To do:
Reproduce the entries below verbatim, beginning with the first line and ending with the line containing "point(339, 162)", that line included.

Items listed in a dataset:
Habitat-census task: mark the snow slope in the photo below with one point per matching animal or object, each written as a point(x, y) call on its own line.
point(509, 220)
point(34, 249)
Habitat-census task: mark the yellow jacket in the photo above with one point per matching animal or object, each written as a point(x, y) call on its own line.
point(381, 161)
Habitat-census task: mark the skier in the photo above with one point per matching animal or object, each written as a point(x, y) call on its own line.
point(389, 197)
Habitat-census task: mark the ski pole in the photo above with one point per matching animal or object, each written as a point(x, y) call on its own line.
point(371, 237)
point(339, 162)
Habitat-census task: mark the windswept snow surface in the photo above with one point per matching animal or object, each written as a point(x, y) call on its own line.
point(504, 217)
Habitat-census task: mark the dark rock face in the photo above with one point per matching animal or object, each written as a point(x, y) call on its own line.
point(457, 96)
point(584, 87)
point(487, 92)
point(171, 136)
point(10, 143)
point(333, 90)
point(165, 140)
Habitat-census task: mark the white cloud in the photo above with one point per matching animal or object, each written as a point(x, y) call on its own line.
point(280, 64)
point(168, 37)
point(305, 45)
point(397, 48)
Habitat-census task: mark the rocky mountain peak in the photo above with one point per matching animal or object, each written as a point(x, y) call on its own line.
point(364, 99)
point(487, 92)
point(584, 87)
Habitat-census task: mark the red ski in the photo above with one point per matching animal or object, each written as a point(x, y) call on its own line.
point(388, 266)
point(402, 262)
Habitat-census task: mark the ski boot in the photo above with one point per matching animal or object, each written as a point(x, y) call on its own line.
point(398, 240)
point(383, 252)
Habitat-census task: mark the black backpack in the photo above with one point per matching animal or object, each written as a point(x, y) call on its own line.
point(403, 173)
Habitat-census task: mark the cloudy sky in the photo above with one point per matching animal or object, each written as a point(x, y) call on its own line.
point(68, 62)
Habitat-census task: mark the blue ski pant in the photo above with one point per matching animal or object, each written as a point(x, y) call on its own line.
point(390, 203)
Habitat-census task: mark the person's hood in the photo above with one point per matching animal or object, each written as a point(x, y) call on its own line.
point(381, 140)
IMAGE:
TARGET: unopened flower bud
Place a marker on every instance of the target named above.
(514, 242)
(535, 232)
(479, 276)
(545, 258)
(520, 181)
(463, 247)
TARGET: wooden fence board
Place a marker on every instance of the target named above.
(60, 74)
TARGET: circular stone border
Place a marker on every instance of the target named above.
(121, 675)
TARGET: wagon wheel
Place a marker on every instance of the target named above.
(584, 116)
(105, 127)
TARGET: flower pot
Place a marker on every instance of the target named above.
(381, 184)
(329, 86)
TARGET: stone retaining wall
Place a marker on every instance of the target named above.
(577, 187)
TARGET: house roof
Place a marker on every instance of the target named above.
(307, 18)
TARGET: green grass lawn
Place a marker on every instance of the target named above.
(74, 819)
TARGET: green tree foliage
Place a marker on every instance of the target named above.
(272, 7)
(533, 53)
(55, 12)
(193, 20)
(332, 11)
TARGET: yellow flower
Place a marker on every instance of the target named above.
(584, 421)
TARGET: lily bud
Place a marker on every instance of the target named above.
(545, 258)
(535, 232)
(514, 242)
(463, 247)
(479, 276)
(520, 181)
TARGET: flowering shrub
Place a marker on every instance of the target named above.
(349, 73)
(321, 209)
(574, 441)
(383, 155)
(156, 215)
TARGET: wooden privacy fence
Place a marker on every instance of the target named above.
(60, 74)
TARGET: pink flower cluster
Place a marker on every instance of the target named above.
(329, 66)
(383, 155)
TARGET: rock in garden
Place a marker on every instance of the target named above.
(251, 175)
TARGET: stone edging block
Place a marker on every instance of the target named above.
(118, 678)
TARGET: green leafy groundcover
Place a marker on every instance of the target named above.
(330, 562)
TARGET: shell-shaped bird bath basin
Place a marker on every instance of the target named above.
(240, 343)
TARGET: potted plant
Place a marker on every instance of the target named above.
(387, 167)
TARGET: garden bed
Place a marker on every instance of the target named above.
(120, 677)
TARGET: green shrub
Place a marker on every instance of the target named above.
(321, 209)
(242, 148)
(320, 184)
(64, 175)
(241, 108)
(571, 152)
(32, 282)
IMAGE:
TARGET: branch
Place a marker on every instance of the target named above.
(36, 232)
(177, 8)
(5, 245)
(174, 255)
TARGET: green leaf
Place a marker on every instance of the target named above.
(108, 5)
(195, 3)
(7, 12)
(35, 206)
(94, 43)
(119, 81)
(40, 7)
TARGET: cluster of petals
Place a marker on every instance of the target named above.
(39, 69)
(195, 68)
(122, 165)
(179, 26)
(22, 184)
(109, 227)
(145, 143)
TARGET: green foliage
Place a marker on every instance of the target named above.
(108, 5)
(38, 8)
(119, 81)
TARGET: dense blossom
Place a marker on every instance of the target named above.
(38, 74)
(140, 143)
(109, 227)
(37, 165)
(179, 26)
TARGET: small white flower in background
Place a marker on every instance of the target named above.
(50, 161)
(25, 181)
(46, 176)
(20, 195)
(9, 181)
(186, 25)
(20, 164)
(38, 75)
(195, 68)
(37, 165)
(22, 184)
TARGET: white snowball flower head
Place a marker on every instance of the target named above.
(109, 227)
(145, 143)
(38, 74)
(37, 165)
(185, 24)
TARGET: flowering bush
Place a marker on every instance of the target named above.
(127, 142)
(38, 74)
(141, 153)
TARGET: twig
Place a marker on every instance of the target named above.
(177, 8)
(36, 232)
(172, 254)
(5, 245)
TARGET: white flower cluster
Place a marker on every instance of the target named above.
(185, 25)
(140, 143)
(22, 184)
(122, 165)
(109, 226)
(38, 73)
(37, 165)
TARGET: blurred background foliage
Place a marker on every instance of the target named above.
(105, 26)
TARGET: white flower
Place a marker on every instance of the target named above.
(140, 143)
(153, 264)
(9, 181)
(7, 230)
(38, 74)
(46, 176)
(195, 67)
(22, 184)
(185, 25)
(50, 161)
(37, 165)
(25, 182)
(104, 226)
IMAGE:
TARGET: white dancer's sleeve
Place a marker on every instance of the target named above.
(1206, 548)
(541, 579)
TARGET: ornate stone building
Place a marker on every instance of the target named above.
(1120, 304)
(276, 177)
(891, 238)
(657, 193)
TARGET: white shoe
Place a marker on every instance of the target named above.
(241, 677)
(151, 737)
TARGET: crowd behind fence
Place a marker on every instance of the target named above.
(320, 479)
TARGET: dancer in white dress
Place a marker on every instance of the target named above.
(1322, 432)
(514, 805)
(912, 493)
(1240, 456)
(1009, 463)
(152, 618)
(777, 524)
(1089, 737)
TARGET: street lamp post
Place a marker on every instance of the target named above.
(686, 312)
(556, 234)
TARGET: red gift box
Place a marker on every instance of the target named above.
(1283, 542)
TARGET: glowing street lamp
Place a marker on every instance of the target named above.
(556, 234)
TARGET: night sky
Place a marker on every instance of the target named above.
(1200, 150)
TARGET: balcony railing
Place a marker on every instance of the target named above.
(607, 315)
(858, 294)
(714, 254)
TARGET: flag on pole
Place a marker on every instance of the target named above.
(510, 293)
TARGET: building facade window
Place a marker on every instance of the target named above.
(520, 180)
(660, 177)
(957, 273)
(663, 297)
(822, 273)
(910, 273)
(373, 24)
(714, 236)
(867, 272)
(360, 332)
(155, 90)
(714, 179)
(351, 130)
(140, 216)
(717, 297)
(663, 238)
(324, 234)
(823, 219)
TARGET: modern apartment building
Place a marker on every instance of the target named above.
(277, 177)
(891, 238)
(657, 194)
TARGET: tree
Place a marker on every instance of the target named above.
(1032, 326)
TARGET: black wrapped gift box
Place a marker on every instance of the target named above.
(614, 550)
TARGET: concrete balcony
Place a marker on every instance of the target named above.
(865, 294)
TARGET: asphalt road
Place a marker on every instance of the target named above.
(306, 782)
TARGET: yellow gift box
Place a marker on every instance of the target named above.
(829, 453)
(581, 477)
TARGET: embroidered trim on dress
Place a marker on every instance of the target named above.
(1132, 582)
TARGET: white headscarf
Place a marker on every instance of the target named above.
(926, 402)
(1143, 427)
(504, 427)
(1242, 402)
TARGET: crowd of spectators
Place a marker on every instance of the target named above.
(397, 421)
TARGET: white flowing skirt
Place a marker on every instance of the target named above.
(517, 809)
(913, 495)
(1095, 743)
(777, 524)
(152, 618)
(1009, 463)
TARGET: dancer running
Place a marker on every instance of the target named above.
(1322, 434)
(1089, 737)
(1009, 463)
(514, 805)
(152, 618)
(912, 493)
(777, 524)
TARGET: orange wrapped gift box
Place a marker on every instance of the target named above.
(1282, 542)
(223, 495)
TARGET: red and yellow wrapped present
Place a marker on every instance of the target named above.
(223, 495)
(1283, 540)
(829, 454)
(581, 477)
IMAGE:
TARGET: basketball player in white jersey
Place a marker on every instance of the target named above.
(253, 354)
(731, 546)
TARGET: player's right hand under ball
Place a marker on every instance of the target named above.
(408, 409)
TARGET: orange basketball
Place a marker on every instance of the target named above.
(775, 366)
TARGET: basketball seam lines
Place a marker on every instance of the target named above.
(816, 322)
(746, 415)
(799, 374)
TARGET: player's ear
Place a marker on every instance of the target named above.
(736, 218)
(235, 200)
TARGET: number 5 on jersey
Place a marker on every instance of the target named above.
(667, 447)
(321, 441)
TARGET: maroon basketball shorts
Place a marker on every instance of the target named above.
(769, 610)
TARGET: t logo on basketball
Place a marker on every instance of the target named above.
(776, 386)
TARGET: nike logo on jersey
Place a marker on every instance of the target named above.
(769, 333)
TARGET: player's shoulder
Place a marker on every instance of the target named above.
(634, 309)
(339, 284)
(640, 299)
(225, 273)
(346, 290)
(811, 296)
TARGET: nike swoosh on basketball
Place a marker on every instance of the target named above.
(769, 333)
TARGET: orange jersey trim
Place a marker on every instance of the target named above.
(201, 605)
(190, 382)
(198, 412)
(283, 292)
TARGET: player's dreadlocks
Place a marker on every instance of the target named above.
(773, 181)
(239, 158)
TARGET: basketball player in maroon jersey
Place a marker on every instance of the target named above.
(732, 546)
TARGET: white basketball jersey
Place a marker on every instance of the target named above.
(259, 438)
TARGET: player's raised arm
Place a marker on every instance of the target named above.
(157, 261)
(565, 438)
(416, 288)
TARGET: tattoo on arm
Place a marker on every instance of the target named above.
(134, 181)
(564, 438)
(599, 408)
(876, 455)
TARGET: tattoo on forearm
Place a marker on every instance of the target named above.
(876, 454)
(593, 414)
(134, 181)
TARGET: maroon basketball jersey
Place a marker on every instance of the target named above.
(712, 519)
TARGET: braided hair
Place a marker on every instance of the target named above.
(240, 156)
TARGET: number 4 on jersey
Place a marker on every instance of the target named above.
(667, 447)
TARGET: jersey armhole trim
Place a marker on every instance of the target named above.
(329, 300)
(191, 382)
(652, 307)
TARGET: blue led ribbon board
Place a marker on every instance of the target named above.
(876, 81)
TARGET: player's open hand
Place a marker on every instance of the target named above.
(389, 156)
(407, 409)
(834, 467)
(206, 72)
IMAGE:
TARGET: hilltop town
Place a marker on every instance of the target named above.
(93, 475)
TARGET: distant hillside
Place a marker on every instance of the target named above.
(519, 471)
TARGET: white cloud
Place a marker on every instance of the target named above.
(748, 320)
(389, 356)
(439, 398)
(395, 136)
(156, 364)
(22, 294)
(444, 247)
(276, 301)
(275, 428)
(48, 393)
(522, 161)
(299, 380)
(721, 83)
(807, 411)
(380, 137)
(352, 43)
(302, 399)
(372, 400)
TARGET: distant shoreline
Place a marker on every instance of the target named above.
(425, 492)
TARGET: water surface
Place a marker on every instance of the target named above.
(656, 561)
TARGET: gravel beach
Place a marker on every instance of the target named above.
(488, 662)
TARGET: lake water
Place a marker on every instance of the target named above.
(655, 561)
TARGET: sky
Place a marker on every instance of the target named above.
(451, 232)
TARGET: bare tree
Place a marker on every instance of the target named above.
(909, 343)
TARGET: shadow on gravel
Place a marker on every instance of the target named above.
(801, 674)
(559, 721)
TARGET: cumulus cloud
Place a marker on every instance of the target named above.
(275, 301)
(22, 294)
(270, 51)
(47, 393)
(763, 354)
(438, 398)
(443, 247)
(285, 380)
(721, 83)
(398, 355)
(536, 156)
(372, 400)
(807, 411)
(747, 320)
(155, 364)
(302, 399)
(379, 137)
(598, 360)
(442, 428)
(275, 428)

Solution for this exercise:
Habitat-census task: mark the snow slope in the photo below with one point per matching animal or object, each written as a point(x, y) call on its own line.
point(509, 220)
point(34, 249)
Habitat-census task: mark the yellow jacket in the photo above with one point per matching animal or object, each written as a point(x, y) call on its own line.
point(381, 161)
Habitat-census task: mark the skier in the photo above with one point per matching animal or object, each written as a point(x, y) call on its own line.
point(389, 197)
Habitat-census task: mark the ski pole in the photo above with one point per matching animal or object, each written as a point(x, y) call on its own line.
point(371, 237)
point(339, 162)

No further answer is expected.